Requirements -
a) In the Roman ghetto review, copy everything from "Like others of" down to "Europe and elsewhere.", swapping "aliens" for "outsiders".
b) Extend the review of the Roman ghetto book beyond its final sentence.

— start of Selected extract —

Kenneth Stow. Theater of Acculturation: The Roman Ghetto in the Sixteenth Century. Seattle: University of Washington Press, 2001. 272 pp. $45.00 (cloth), ISBN 978-0-295-98022-5; $45.00 (cloth), ISBN 978-0-295-98025-6.
Reviewed by Anthony M. Orum (Department of Sociology, University of Illinois at Chicago)
Published on H-Urban (December, 2001)
The Roman Ghetto
In the social sciences, the concept of "the ghetto" has a long and fascinating history. Louis Wirth, one of the famous team of sociologists at the University of Chicago in the early part of the twentieth century, published a short book, in 1928, on the history of the Jewish ghetto, tracing its origins in Europe and then revealing its presence in Chicago.
Like others of his peers in the Sociology Department at Chicago, he drew heavily on the theoretical inspiration and thinking of Georg Simmel, noting how the occupants of the ghetto became aliens, or strangers, to the larger Christian world. In his review, he drew brief attention to the Roman ghetto of Jews, noting how it would become the model for other Jewish ghettoes later to be formed in Europe and elsewhere.
Kenneth Stow, a professor of Jewish history at the University of Haifa, seeks in this work to deepen our understanding about the substance of the Roman ghetto, and to do so both with more nuance and more imaginative use of special documents and resources. His work proves both fascinating and deeply informative.
In 1556, Pope Paul IV issued an edict in Rome that established a separate ghetto for Jews within the city. There were many forces that led to his act, not the least his personal concerns about how the religion of Jews must be made to fit into the larger Christian society. The area that became mandated as the Jewish ghetto remained in place until 1870 and, to this day, there are at least a few historical remnants in the memories of the local Jewish population even though the physical structures are no longer present. There are different histories and details about this ghetto, but what Stow does is to cast new light on it through the deft and clever interpretation of a special set of documents, the rendering of legal opinions by Jewish notaries on matters of conflict and difference among the residents of the ghetto.
Stow not only mines this special resource of information, but he also has commends us to imagine this particular ghetto as a stage for drama and dramaturgical devices. In this, of course, he follows a long and distinguished line of social analysts, from Erving Goffman, the master of looking at life as a social drama, to Victor Turner, the anthropologist upon whom Stow draws most directly for his analysis. Stow insists that the life of the ghetto in the sixteenth century comes alive as a drama through the delicate and intricate renderings of the notaries. They served as the kind of stage managers for the variety of struggles and difficulties encountered by the ghetto's inhabitants. Their scripts, moreover, tell us much about how the culture of the Jews survived the newly mandated and enforced restriction to a specific space in the Holy City. Moreover, the scripts must be understood in their fullest sense--as the deliberations of the manager of the action on the stage, but also as rules and strategies that people themselves followed and believed. Indeed, what so impresses Stow about the nature of these materials is how the various inhabitants actually managed to carry on a life that, from their own perspective, seemingly was free and autonomous, when, to any observer outside the ghetto's walls, it clearly was not.

— end of Selected extract —
— start of Dataset rows —

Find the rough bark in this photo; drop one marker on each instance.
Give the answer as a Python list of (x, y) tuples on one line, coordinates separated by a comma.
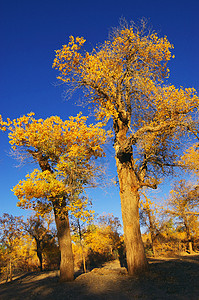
[(63, 231), (64, 238), (136, 259), (39, 254)]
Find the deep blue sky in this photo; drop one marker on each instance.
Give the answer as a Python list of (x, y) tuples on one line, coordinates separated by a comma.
[(30, 31)]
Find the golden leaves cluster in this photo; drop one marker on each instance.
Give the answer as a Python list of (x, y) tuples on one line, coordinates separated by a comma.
[(66, 147), (124, 61)]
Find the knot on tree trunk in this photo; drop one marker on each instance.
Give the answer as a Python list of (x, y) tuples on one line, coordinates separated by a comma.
[(124, 154)]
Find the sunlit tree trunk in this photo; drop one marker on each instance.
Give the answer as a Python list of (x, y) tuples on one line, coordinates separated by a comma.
[(10, 269), (82, 248), (39, 254), (63, 233), (136, 259), (64, 238), (190, 246)]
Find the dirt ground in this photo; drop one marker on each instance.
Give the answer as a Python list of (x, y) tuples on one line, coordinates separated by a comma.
[(176, 278)]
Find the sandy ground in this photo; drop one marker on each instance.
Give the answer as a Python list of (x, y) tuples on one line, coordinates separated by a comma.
[(171, 279)]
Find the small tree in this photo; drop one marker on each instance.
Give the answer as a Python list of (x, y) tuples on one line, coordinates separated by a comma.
[(124, 78), (11, 231), (64, 151), (183, 204), (40, 232)]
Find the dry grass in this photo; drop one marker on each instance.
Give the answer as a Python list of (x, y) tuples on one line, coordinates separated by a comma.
[(175, 278)]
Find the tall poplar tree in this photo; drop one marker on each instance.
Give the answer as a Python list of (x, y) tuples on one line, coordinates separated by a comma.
[(123, 79)]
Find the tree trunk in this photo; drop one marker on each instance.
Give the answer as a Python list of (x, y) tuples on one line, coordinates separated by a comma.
[(136, 259), (10, 269), (129, 195), (190, 247), (39, 254), (65, 245)]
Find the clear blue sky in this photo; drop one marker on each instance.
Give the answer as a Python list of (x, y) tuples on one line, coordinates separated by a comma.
[(30, 31)]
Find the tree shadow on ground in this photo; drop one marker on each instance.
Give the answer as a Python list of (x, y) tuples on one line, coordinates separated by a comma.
[(167, 279)]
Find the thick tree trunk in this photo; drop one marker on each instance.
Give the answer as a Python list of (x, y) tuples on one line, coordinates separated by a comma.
[(129, 185), (64, 238), (136, 259), (39, 254)]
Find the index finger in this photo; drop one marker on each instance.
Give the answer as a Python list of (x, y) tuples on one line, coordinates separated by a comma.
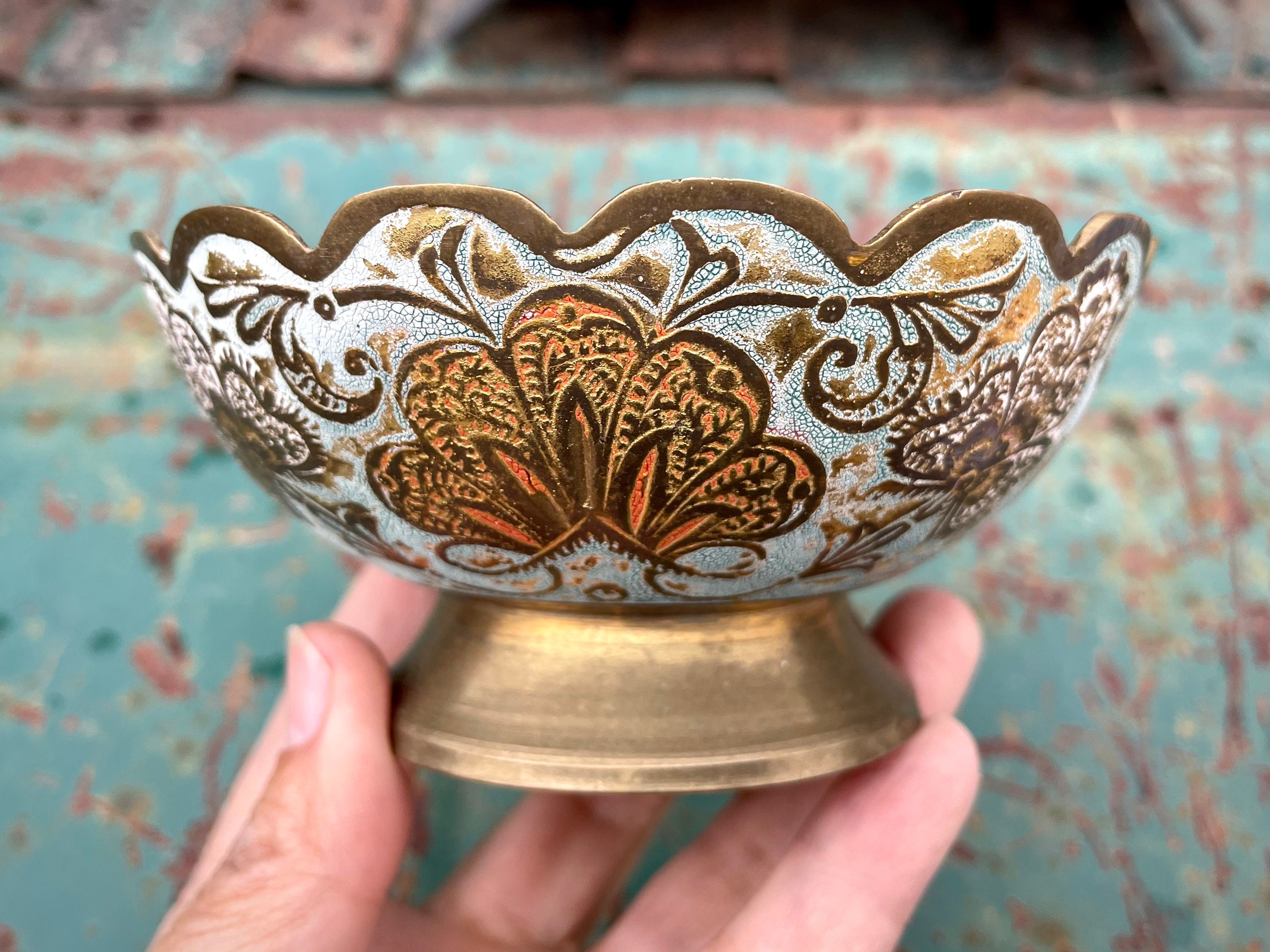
[(390, 612)]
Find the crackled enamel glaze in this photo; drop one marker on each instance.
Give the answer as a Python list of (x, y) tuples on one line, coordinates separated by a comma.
[(708, 393)]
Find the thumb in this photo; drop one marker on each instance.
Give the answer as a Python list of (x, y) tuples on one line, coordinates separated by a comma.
[(314, 864)]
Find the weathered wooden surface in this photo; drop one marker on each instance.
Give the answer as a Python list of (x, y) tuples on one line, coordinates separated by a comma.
[(1123, 706), (346, 42), (1209, 47), (22, 22), (140, 49), (478, 50)]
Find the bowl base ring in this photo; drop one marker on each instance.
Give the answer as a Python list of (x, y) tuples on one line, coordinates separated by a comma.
[(625, 699)]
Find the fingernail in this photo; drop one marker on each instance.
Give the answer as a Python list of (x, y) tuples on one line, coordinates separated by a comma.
[(308, 687)]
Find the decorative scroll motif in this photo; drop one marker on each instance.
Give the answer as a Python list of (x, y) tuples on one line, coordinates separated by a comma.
[(698, 404), (265, 311), (267, 436), (958, 454)]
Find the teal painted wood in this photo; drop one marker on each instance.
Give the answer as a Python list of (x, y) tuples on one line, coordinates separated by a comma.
[(1123, 706)]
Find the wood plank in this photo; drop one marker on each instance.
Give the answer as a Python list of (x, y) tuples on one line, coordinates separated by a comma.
[(22, 22), (709, 40), (140, 50), (520, 51), (345, 42)]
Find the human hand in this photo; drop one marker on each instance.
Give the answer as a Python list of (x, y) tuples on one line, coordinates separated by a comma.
[(315, 825)]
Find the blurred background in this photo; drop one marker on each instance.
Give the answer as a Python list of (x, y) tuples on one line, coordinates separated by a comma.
[(1123, 706)]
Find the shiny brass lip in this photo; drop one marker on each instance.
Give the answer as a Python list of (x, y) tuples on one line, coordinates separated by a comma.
[(637, 210), (677, 610), (737, 770), (547, 697)]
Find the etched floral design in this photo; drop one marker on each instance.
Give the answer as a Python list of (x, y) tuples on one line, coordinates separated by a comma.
[(267, 435), (964, 451), (583, 428)]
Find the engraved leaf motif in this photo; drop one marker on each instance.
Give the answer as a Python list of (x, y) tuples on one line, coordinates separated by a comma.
[(581, 428)]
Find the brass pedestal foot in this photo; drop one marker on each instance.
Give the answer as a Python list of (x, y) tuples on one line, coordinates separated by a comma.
[(610, 699)]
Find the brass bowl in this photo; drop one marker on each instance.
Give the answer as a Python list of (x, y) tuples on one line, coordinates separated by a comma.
[(644, 460)]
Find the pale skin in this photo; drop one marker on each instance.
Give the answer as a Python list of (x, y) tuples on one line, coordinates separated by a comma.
[(315, 825)]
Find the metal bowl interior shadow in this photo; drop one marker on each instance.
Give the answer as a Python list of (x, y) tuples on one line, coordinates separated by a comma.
[(644, 460)]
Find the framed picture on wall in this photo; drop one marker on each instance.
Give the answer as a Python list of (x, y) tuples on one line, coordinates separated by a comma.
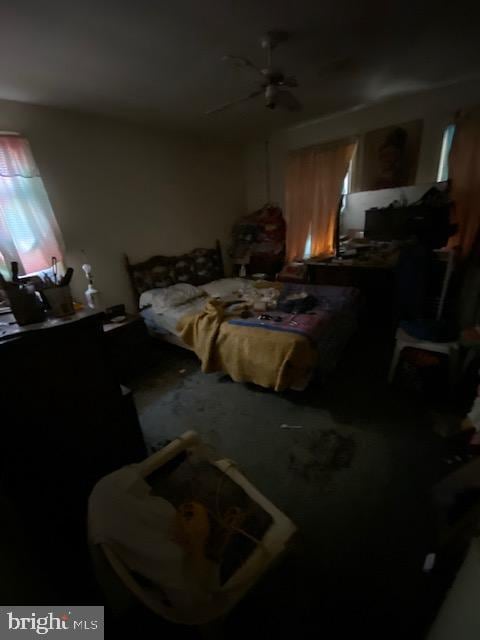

— end of Dataset rows —

Responses to the exercise -
a)
Like others of his peers in the Sociology Department at Chicago, he drew heavily on the theoretical inspiration and thinking of Georg Simmel, noting how the occupants of the ghetto became outsiders, or strangers, to the larger Christian world. In his review, he drew brief attention to the Roman ghetto of Jews, noting how it would become the model for other Jewish ghettoes later to be formed in Europe and elsewhere.

b)
What we learn then about the ghetto of Rome is how effectively the Jews managed to carry on their lives in ways that upheld Jewish, or halachic, law and, at the same time, conformed to Roman norms and values. Contrary to his wishes, the ghetto that had been created by the Pope did not simply eliminate all traces of Judaism at all, but rather bent Roman law so that it also conformed to the tenets of Jewish tradition. The Roman Jews, or Jewish Romans--either designation is a perfect fit, Stow tells us--managed to retain a whole variety of customs and ways of doing things that were patently Jewish, from the manner of eating food or conducting business with Christians to the manner of considering the nature of adoption and the use of names in identifying the new family member.
There is one special set of notations that is particularly fascinating with regard to the usage of names. A specific individual, Elia, is identified both by his Hebraic name as well as by his Italian name. The notary, who conducted and reported all his business in Italian, uses both names in referring to the individual, revealing, Stow suggests, that Elia could carry two identities at once, his Jewish and his Italian one, the latter more or less making both public and legitimate the former. And though the names were identical to one another, the notary makes a point to use both, suggesting that the ghetto residents carried two identities with them, one the complement to the other. Elia the Jew thus becomes an actor who, on the stage of the Roman ghetto, performs as the Italian resident all the while knowing, himself, that he is, on the inside, a Jew. And for him, as for other ghetto residents, there seems no apparent conflict.
But while the residents of the ghetto accommodated themselves to their new circumstances, living almost as they did not exist in a ghetto, there were also notable ways in which their lives were distinctly and vividly Jewish, though not so much as to call attention to themselves as outsiders. Gender comes in for special treatment by Stow, in particular the ways in which women were able to exercise a degree of autonomy and power that was far different from their counterparts in the Christian world. Though Jewish women were by no means liberated, in the way we speak of today, they nevertheless are to be found in the records of the notaries as carrying on many activities on their own behalf. Jewish women managed many of their own business affairs and did not require the guardianship of men, as the Italian women did.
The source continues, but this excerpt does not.